Repeat every record exactly, but omit the images.

-- Records for the task follows --

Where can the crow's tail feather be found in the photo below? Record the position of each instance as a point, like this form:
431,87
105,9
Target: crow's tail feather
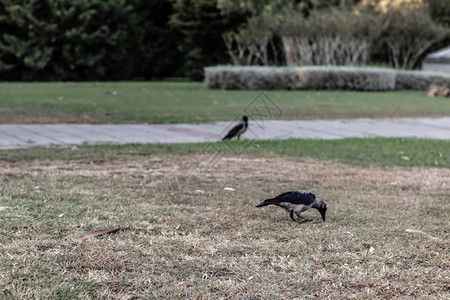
266,202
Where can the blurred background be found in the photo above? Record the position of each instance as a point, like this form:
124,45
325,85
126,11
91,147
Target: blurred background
83,40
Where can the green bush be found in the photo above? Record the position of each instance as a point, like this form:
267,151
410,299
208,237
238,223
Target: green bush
290,78
66,40
329,37
320,77
408,33
419,80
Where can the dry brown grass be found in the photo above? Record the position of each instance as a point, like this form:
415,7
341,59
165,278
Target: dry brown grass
186,237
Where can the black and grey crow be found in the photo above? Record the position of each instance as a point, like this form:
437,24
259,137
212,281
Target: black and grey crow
238,129
297,201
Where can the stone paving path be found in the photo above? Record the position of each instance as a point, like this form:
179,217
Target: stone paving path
26,135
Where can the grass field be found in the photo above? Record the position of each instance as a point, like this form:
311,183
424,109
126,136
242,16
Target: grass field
184,237
354,151
163,102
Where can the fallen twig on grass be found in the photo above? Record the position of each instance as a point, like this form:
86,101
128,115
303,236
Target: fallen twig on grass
101,232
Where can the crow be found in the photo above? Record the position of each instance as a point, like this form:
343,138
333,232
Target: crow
297,201
237,130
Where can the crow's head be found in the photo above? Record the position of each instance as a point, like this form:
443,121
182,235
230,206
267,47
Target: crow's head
322,208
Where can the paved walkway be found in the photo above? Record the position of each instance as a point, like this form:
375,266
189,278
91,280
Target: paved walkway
21,136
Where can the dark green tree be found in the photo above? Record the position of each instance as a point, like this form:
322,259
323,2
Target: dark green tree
160,51
66,40
202,25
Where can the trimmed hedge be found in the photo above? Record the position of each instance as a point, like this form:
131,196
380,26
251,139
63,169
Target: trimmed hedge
419,80
320,77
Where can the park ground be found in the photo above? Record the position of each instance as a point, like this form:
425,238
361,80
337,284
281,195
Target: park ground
189,225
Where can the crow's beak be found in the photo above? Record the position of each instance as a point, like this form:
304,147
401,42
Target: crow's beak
322,212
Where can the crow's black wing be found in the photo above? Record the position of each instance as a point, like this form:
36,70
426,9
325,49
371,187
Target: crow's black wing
234,131
297,197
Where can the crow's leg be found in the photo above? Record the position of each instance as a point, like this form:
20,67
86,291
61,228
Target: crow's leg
300,222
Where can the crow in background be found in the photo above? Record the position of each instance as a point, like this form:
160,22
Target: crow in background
297,201
237,130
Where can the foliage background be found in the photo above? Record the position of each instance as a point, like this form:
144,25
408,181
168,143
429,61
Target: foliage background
51,40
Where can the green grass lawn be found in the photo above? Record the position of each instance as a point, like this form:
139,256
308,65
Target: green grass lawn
183,236
165,102
353,151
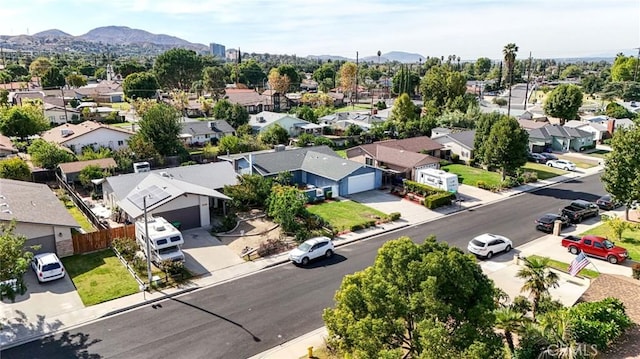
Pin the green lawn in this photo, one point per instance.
(630, 239)
(343, 215)
(99, 277)
(471, 175)
(564, 267)
(543, 171)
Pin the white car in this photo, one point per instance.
(562, 164)
(486, 245)
(311, 249)
(47, 267)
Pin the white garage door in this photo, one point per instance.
(361, 183)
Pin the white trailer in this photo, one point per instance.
(438, 178)
(165, 240)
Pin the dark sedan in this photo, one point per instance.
(545, 223)
(607, 203)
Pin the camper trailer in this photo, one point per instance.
(165, 240)
(438, 178)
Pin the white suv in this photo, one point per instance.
(47, 267)
(562, 164)
(312, 249)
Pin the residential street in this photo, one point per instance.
(243, 317)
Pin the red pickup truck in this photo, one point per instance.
(595, 246)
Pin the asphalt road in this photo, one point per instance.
(255, 313)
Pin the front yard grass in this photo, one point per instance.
(343, 215)
(99, 276)
(471, 175)
(564, 267)
(543, 171)
(630, 239)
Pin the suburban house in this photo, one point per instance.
(398, 158)
(69, 171)
(249, 99)
(199, 133)
(88, 133)
(458, 143)
(294, 126)
(38, 215)
(6, 147)
(190, 195)
(559, 138)
(313, 167)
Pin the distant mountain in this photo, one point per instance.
(52, 33)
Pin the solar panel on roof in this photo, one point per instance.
(153, 193)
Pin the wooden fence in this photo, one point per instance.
(94, 241)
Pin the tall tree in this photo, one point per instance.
(177, 68)
(140, 85)
(509, 53)
(621, 177)
(538, 279)
(160, 126)
(507, 146)
(411, 298)
(564, 102)
(22, 121)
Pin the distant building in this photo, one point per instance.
(218, 50)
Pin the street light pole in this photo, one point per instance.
(146, 237)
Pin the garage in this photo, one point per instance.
(361, 183)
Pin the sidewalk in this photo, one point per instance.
(28, 327)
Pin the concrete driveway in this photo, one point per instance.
(32, 313)
(204, 253)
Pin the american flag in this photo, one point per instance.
(578, 264)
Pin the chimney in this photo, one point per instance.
(611, 126)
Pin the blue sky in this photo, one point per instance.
(467, 28)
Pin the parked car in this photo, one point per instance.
(580, 209)
(486, 245)
(314, 248)
(562, 164)
(596, 246)
(547, 221)
(47, 267)
(537, 158)
(548, 156)
(607, 203)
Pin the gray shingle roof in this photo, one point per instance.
(32, 203)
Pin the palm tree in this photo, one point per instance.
(510, 321)
(538, 280)
(509, 52)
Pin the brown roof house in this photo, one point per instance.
(38, 215)
(398, 158)
(88, 133)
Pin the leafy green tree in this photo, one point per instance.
(251, 191)
(538, 279)
(443, 89)
(53, 78)
(235, 114)
(213, 80)
(285, 205)
(89, 173)
(22, 121)
(160, 126)
(564, 102)
(15, 257)
(414, 296)
(621, 177)
(15, 168)
(48, 155)
(177, 68)
(140, 85)
(274, 135)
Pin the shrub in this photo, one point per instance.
(635, 269)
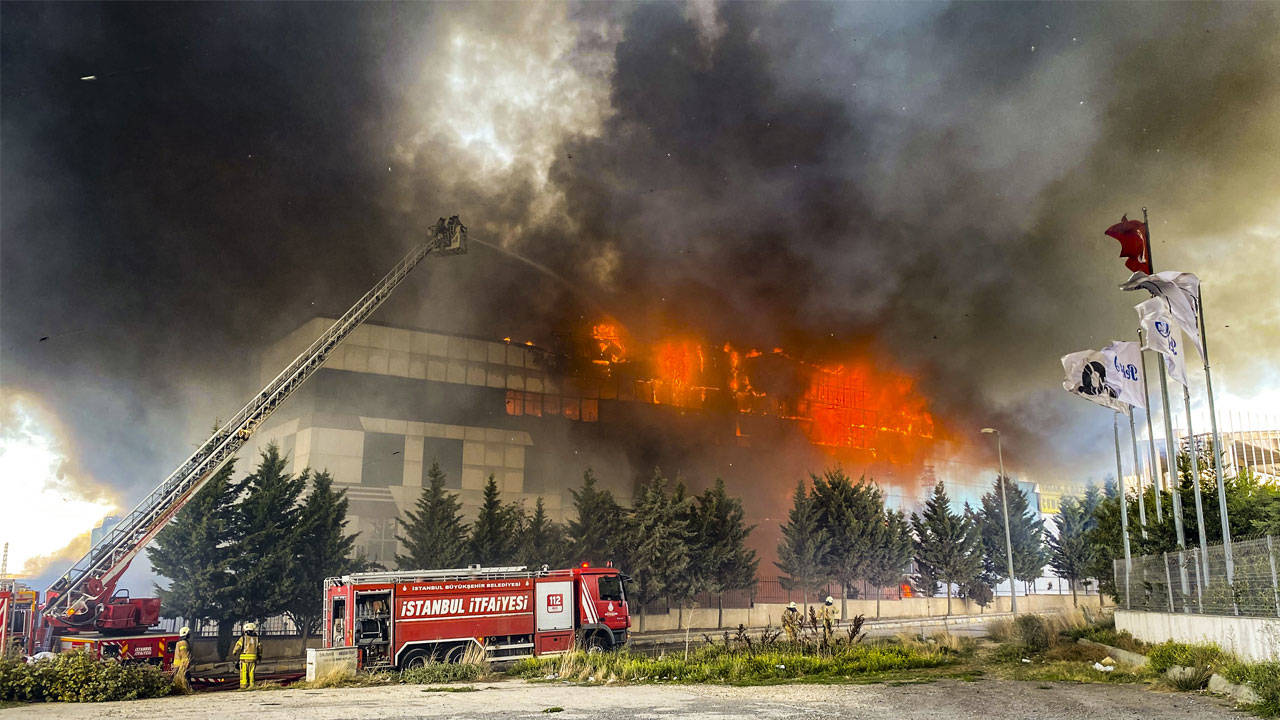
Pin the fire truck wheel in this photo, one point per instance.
(455, 654)
(595, 643)
(415, 659)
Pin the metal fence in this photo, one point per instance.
(1202, 583)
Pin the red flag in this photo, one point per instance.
(1133, 244)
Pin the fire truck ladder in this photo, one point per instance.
(81, 592)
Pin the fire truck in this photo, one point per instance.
(408, 618)
(82, 609)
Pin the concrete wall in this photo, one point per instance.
(1248, 638)
(764, 614)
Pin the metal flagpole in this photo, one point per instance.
(1217, 449)
(1151, 440)
(1196, 488)
(1124, 509)
(1137, 473)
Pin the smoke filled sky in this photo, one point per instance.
(186, 183)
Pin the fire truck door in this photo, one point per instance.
(554, 606)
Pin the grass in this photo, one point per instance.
(739, 665)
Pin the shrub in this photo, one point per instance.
(74, 677)
(1033, 632)
(1166, 655)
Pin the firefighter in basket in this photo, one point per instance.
(182, 661)
(791, 621)
(246, 650)
(827, 615)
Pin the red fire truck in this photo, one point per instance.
(410, 618)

-- Records for the task concluded --

**Your solution**
Where can the crow's tail feather be found in the photo below? Record the position of each instance as a point, like this form:
431,87
105,9
Target: crow's tail feather
266,202
Where can the blurred background be found in the photo above? Record the position of each instance as a point, like this form:
124,45
325,85
126,11
91,147
Target: blurred background
83,40
Where can the green bush be found in the photo above? Record the position of each instance as a point, like this form:
267,151
410,299
208,237
238,223
Target: green bush
290,78
66,40
329,37
320,77
408,33
419,80
Where can the dry brown grass be found in the photo above? Record the position of each instance as a point, like this form:
415,7
341,59
165,278
Target: dry brown grass
186,237
Where can the black and grey crow be found in the photo above? Record the position of each instance as a point, like this form:
437,24
259,137
212,281
Target: black and grey crow
238,129
297,201
Where can the stone paving path be found in the photo above? Record the position of each instance as a point, like this form:
179,217
Target: stone paving path
26,135
Where can the grass field be found in the photo above? Record the position of each instance as a point, like this form:
311,183
424,109
126,136
242,16
Target: grass field
184,237
354,151
163,102
Where can the fallen twig on grass be found in the photo above? Record the position of each instance as a point, like this form:
86,101
128,115
303,236
Target: fallen twig on grass
101,232
Where can the crow be found in the photo above? Record the position of each instance as a point, like this form:
343,138
333,232
Target: crow
297,201
237,130
Where can the crow's head be found in the photo above? Record the position of each instance as a point, like this form:
443,121
182,235
230,206
267,47
Target: crow's head
322,208
Where can the paved walkway be found in the photo above? Record the position of each instance as a point, like this form:
375,266
189,278
91,280
Target: paved walkway
21,136
Where can the dark green tree be found in the photo above? Record the position of each instance as a point, like this form:
322,259
323,2
Target: dark green tree
160,51
66,40
202,25
Where can the trimmed hedge be found in the photo above? Record the position of each instance as a point, like this form:
131,196
380,26
251,139
63,169
Target: trimmed hedge
419,80
320,77
Where can the park ground be found in the photo above? Record the position of each instance as a point, like this form:
425,238
361,80
337,284
281,195
Target: park ground
189,225
Where can the crow's beak be found in the photo above? Record the position of each instance as a point, like this form:
304,147
401,42
Target: crow's beak
322,212
Where can the crow's black wing be found in the photo above? Record the position of each instance as a point, like this form:
36,70
426,9
325,49
371,187
Target: crow's black wing
234,131
297,197
Where can the crow's leg be found in the photo above? Record the position of each instance as a point, like this form:
20,67
86,291
61,228
Target: crow's leg
300,222
Where can the crow in background be found in the photo above? Record the position of each instance as a point, like this form:
160,22
Target: crow in background
297,201
237,130
Where can the foliage background be found in the photo above? Record the position of each instance as a point, like this form:
144,25
408,181
168,143
429,61
Target: foliage background
51,40
Where can the green grass lawn be found in the photo above? Record the position of each instance as a point, like this form:
139,256
308,65
Target: green grass lawn
183,236
165,102
353,151
Pin the green lawn in this photo, one point per instance.
(630, 239)
(343, 215)
(99, 277)
(471, 175)
(564, 267)
(543, 171)
Pin the white car in this photo, one point per instance.
(562, 164)
(486, 245)
(311, 249)
(47, 267)
Pin the white garage door in this photo, one point per instance.
(361, 183)
Pin the white trailer in this photo, one point per instance.
(438, 178)
(165, 240)
Pin the dark sedan in this photo, one point per instance.
(545, 223)
(607, 203)
Pin the camper trailer in this photo, one point per instance.
(165, 240)
(438, 178)
Pin the white suv in this photo, one point per instance.
(47, 267)
(562, 164)
(312, 249)
Pin the residential street in this photo, one point per instance.
(243, 317)
Pin the red pickup truck in this photo, one point per instance.
(595, 246)
Pin the asphalt road in this photo, one point per instance.
(255, 313)
Pin the front yard grass in this photo, one point per instance.
(343, 215)
(99, 276)
(471, 175)
(564, 267)
(543, 171)
(630, 239)
Pin the suburban house in this photo, one point per instance.
(398, 158)
(69, 171)
(249, 99)
(199, 133)
(88, 133)
(458, 143)
(294, 126)
(38, 215)
(6, 147)
(190, 195)
(559, 138)
(313, 167)
Pin the distant mountain in this photo, one point per instance.
(52, 33)
Pin the solar panel on roof in this photo, one point per instance.
(153, 193)
Pin the wooden fence in this photo, one point per instance.
(94, 241)
Pin the tall tree in this photo, one point per instance.
(177, 68)
(140, 85)
(509, 53)
(621, 177)
(538, 279)
(160, 126)
(507, 146)
(411, 298)
(564, 102)
(22, 121)
Pin the distant building in this photo, one point per instance.
(218, 50)
Pin the street light pole in this photo, one point per instance.
(146, 237)
Pin the garage in this photo, one point per instance.
(361, 183)
Pin the sidewalk in this photo, one point per instance.
(28, 327)
Pin the concrete driveway in this photo, one point per instance.
(32, 313)
(204, 253)
Pin the american flag in this photo, one point per instance.
(578, 264)
Pin the chimney in this photo, one point per instance.
(611, 126)
Pin the blue sky in this photo, one point per instance.
(467, 28)
Pin the parked car in this photo, one point per instance.
(580, 209)
(486, 245)
(314, 248)
(562, 164)
(596, 246)
(547, 221)
(47, 267)
(537, 158)
(548, 156)
(607, 203)
Pin the gray shingle roof in this photo, one point per instance.
(32, 203)
Pin the palm tree in this photo, one point per instance.
(510, 321)
(538, 280)
(509, 52)
Pin the brown roof house in this photo, one point per instance.
(38, 215)
(398, 158)
(88, 133)
Pin the leafy green tree in this photo, one point per instance.
(251, 191)
(538, 279)
(443, 89)
(53, 78)
(235, 114)
(213, 80)
(285, 205)
(89, 173)
(22, 121)
(160, 126)
(564, 102)
(15, 257)
(414, 296)
(621, 177)
(15, 168)
(48, 155)
(177, 68)
(140, 85)
(274, 135)
Pin the shrub in this photo, one point per instance.
(635, 269)
Pin the fire truck wheel in this photo, one point per instance.
(455, 654)
(595, 643)
(415, 659)
Pin the metal fence in this photo, one point per instance.
(1202, 583)
Pin the red flag in this photo, one point per instance.
(1133, 244)
Pin the fire truck ladder in this photo, one point per instance.
(81, 592)
Pin the fire truck in this photo, one point per instance.
(408, 618)
(82, 609)
Pin the concrete wall in this photo, one point per instance.
(1248, 638)
(764, 614)
Pin the metal flagpole in this photo, one point per instance.
(1217, 449)
(1151, 440)
(1196, 488)
(1124, 509)
(1137, 473)
Pin the smoke filled sky in this photo, one point per instance.
(186, 183)
Pin the fire truck door in this photo, one point per instance.
(554, 606)
Pin the grass in this photo, one point per instance.
(739, 665)
Pin the shrub in this photo, one point per instance.
(74, 677)
(1033, 632)
(1166, 655)
Pin the firefighter in basket in this photo, one point per instance.
(182, 661)
(791, 621)
(246, 650)
(827, 615)
Pin the red fire truck in this photo, one point per instance.
(410, 618)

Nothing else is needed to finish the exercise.